This study seeks to determine whether player and positional effects influence xG predictions by employing Bayesian hierarchical modelling. The methodology introduces hierarchical structures based on player identity or playing position, allowing for individual or positional adjustments to goal probabilities. To validate this approach, the results from hierarchical Bayesian models will be compared against a traditional frequentist xG model, establishing a baseline for group-independent predictions. Subsequently, the hierarchical models will be evaluated against non-hierarchical Bayesian models to assess the impact of incorporating player- and position-based hierarchies. If player skill or positional influence significantly affects goal probability, hierarchical models should diverge from non-hierarchical counterparts, reinforcing the hypothesis that xG should incorporate player-specific effects.
2 Related Works
Despite the increasing availability of football data, skepticism remains about its effectiveness in improving performance due to the sport's complexity. However, advancements in data collection and tracking technologies have enabled analytics to influence performance evaluation, scouting, and injury risk assessment. While many clubs keep their data-driven strategies private, publicly available research has shown the value of football analytics. Traditional metrics like possession percentages have evolved into advanced models, such as real-time goal probability assessments based on expected goals (xG).
xG has been instrumental in football analytics, providing insights beyond match outcomes by estimating scoring probabilities. This metric helps mitigate biases from chance-influenced results, offering a more objective measure of performance. Over time, various xG models have incorporated machine learning techniques, integrating contextual factors like defensive pressure, speed of play, and spatial positioning to enhance predictive accuracy.
Some studies have explored the impact of individual player attributes on xG, incorporating qualitative adjustments to improve predictions for specific players and positions. Positional effects have also been analyzed, revealing systematic differences in xG adjustments across roles. Player-specific models have demonstrated that exceptional individuals can significantly outperform standard xG expectations.
While most xG models have relied on frequentist methods, Bayesian approaches have been applied in related areas of football analytics, such as match outcome predictions and team performance assessments. Bayesian hierarchical models, which account for multi-level group effects, remain underutilized in xG estimation. These models offer a structured way to incorporate player and positional effects, particularly when data is sparse, enabling a more refined assessment of shooting ability and goal-scoring efficiency.
By framing xG estimation within a hierarchical Bayesian framework, individual finishing ability can be quantified more precisely, aiding scouting and player evaluation. This approach enhances the predictive accuracy of xG by formally integrating player and position information into a probabilistic model.

○ ○ ○ ○

## [WHAT IS EXPECTED]
Set down everything in the expected-goals text above from "By framing xG" down to "a probabilistic model.", word for word.

○ ○ ○ ○

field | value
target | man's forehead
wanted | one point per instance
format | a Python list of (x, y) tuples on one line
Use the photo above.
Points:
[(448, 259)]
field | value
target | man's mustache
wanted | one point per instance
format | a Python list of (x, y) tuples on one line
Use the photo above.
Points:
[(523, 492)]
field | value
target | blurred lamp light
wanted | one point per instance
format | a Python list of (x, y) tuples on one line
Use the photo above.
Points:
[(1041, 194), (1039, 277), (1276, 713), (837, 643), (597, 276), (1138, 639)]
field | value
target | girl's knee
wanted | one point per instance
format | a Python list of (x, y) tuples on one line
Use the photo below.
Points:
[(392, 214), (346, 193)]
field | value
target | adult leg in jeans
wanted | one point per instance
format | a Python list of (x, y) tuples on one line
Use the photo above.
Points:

○ ○ ○ ○

## [SOLUTION]
By framing xG estimation within a hierarchical Bayesian framework, individual finishing ability can be quantified more precisely, aiding scouting and player evaluation. This approach enhances the predictive accuracy of xG by formally integrating player and position information into a probabilistic model.